# Extracted material
____

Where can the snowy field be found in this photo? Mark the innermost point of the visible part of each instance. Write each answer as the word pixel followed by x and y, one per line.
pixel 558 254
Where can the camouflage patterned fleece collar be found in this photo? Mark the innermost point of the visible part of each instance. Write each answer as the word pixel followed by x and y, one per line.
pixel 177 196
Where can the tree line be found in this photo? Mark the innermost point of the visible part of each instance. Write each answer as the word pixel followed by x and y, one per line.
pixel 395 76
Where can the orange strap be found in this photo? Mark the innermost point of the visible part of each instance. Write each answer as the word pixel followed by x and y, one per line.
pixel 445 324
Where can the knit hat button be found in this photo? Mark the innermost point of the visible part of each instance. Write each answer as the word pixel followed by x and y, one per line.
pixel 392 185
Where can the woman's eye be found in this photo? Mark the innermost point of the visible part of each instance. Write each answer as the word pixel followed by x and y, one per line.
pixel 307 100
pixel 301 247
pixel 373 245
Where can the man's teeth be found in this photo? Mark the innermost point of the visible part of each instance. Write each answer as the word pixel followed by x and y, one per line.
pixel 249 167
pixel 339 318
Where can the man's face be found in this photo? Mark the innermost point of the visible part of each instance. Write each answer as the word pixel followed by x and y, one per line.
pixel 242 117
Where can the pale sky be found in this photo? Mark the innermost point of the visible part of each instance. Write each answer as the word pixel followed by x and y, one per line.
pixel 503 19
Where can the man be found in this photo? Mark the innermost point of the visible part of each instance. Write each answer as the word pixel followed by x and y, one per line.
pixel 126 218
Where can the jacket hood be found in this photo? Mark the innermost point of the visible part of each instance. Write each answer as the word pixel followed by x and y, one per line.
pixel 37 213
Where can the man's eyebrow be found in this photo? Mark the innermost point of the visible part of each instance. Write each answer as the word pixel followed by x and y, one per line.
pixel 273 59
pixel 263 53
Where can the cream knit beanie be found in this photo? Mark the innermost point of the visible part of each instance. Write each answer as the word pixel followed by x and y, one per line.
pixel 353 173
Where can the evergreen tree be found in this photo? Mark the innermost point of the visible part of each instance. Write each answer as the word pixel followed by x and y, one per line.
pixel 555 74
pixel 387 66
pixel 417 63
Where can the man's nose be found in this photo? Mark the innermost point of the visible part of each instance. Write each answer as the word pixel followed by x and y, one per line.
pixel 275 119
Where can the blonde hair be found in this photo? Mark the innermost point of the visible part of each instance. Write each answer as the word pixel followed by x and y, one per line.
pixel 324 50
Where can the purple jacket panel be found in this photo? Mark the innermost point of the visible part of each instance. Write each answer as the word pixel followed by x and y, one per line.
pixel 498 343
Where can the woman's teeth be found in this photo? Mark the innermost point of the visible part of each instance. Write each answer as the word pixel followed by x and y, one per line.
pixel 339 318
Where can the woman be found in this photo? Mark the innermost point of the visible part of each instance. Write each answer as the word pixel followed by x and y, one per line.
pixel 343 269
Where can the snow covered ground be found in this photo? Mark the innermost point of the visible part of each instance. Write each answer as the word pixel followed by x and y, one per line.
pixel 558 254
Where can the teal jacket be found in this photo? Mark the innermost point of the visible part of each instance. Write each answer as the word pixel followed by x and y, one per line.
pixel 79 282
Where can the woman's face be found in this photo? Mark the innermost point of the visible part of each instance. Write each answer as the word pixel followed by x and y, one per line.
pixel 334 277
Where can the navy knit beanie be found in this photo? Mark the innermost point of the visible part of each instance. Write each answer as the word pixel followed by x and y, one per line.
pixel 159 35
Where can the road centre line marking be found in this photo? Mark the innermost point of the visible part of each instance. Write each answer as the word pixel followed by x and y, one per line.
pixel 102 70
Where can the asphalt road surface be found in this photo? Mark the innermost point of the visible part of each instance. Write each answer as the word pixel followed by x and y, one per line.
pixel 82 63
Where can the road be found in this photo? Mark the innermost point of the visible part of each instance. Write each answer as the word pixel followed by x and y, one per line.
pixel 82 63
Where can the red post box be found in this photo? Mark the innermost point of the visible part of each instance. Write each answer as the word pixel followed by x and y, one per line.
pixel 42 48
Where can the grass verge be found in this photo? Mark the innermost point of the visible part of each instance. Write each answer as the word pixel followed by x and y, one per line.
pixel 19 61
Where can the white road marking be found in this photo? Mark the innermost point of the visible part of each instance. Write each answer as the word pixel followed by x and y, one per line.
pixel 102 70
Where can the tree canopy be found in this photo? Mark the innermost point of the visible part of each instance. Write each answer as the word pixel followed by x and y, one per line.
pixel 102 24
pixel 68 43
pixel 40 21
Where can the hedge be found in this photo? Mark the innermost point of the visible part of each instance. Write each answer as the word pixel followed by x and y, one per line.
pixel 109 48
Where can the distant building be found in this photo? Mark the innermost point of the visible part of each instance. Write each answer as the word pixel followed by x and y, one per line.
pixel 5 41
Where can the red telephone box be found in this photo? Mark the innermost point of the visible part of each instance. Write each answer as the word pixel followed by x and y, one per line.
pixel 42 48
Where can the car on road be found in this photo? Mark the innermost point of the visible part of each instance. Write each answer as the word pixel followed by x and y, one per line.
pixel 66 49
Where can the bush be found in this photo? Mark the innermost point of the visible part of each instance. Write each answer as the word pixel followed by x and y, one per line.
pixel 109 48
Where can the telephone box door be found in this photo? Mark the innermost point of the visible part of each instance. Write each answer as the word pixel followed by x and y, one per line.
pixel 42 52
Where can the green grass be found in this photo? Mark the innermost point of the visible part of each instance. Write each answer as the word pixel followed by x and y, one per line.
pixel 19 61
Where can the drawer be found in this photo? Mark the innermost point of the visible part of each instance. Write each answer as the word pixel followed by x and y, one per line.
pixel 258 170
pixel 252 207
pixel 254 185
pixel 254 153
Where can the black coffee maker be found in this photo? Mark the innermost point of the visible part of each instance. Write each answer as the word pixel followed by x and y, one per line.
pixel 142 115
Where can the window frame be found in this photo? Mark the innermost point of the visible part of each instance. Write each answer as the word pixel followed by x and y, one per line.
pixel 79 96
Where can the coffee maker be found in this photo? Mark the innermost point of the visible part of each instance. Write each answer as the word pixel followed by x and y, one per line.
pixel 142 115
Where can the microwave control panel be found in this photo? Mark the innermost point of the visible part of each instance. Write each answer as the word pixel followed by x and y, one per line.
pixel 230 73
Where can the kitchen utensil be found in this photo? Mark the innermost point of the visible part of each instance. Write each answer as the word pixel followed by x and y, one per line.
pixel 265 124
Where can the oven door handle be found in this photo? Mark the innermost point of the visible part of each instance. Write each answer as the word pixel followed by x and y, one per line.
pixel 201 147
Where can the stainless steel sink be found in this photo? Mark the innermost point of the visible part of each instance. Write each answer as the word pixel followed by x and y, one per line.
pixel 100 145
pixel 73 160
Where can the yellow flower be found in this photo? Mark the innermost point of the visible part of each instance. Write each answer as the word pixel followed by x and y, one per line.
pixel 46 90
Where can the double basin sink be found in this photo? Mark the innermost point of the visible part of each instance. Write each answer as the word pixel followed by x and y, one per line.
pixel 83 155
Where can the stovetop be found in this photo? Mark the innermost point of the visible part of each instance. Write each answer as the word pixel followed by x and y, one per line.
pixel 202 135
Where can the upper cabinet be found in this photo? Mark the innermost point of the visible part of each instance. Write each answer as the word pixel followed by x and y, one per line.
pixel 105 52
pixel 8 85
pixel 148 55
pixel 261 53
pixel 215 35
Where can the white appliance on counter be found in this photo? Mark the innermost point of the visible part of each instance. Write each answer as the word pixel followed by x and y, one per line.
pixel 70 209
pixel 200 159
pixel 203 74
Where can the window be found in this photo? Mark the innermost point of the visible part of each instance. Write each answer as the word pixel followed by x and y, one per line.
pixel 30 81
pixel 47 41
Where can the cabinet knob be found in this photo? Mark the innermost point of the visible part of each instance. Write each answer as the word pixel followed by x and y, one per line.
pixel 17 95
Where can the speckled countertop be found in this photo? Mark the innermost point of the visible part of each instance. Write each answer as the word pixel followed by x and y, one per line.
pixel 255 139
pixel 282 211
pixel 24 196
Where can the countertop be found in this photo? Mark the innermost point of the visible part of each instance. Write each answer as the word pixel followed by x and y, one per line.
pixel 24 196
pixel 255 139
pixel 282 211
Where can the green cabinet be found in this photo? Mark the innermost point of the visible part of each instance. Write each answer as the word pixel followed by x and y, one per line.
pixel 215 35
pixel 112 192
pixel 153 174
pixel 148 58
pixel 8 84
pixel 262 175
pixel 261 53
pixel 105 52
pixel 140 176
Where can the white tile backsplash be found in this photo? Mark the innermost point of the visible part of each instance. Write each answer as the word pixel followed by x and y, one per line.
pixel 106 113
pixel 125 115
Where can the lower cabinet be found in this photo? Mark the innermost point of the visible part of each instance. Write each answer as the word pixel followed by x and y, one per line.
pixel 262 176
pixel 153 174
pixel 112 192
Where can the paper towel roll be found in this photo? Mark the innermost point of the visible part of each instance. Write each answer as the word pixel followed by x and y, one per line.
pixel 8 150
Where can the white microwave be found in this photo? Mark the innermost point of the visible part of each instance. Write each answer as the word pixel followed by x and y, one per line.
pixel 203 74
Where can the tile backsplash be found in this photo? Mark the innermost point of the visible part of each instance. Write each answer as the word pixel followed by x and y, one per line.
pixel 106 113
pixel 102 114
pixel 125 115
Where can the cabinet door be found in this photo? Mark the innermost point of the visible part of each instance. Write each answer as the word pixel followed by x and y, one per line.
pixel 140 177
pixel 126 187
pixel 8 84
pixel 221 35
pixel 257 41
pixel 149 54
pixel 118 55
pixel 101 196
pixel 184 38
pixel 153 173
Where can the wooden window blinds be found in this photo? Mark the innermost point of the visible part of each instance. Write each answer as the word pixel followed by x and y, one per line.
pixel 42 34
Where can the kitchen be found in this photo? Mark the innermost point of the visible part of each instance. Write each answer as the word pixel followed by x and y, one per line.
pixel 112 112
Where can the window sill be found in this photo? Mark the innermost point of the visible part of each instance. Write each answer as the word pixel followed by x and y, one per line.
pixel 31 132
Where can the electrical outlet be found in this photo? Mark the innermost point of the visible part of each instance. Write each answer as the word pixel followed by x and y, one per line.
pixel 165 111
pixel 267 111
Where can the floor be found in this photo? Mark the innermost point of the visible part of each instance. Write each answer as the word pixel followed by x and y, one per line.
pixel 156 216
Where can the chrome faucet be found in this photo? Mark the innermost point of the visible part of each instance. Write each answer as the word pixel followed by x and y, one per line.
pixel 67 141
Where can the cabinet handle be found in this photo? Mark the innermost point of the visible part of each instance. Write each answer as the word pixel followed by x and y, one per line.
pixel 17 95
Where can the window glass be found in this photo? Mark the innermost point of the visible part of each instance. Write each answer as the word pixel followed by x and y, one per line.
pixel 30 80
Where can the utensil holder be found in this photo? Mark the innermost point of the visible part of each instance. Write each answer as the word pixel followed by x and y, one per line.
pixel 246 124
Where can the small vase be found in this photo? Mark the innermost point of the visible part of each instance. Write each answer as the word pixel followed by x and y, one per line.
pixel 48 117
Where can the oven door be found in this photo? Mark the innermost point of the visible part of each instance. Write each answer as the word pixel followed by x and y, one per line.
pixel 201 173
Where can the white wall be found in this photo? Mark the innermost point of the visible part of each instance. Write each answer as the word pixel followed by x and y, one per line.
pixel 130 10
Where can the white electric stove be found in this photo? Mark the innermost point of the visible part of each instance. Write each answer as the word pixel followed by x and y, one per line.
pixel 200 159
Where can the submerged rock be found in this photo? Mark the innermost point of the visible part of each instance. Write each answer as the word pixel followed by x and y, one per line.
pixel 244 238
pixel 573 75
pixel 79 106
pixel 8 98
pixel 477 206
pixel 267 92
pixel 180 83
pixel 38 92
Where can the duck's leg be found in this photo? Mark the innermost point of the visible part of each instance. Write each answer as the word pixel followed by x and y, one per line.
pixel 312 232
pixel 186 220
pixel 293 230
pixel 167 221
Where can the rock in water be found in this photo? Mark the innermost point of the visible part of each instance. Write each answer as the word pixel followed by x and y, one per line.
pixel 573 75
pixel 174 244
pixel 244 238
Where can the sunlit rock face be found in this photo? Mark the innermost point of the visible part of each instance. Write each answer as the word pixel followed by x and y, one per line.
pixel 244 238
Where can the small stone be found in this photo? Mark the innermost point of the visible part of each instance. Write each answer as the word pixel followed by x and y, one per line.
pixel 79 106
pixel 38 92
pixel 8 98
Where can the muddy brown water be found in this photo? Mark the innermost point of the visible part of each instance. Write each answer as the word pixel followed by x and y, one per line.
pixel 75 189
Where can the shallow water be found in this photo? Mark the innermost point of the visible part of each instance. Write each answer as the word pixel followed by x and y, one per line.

____

# Aim
Quote only the lines from the line containing "Where can the white electric" through the end of the listing, please, keeping both the first and the last line.

# Final answer
Where can the white electric stove be found in this photo? Mark the innermost point of the visible part of each instance. Write each answer as the word pixel followed by x and y, one per line.
pixel 200 159
Where can the submerged rock be found in this photo? Mark the innermost point of the visible part of each instance. Write each answer as the word pixel followed by x and y, one per line.
pixel 244 238
pixel 573 75
pixel 79 106
pixel 8 98
pixel 477 206
pixel 267 92
pixel 180 83
pixel 38 92
Where can the duck's leg be found in this photo? Mark the innermost point of the visible part of each instance. Write each answer as the word pixel followed by x and y, one per line.
pixel 312 232
pixel 186 220
pixel 293 230
pixel 167 221
Where can the rock in water be found in this photo? Mark the innermost point of the visible part of each instance. Write each answer as the word pixel followed by x and y, one per line.
pixel 573 75
pixel 174 244
pixel 244 238
Where can the sunlit rock face be found in this photo? Mark the innermost point of the visible part of each instance. Write each answer as the word pixel followed by x and y, one per line.
pixel 244 238
Where can the small stone be found in this photo? Mark the innermost point of the visible part of each instance. Write each answer as the word pixel followed by x and y, one per line.
pixel 79 106
pixel 38 92
pixel 8 98
Where can the muddy brown water be found in this photo? Mark the innermost point of the visible part of each instance. Write each answer as the word pixel followed by x and y, one per line.
pixel 75 189
Where can the shallow water be found in this photo? Mark the innermost point of the visible part of each instance. Write each answer as the word pixel followed by x and y, one per line.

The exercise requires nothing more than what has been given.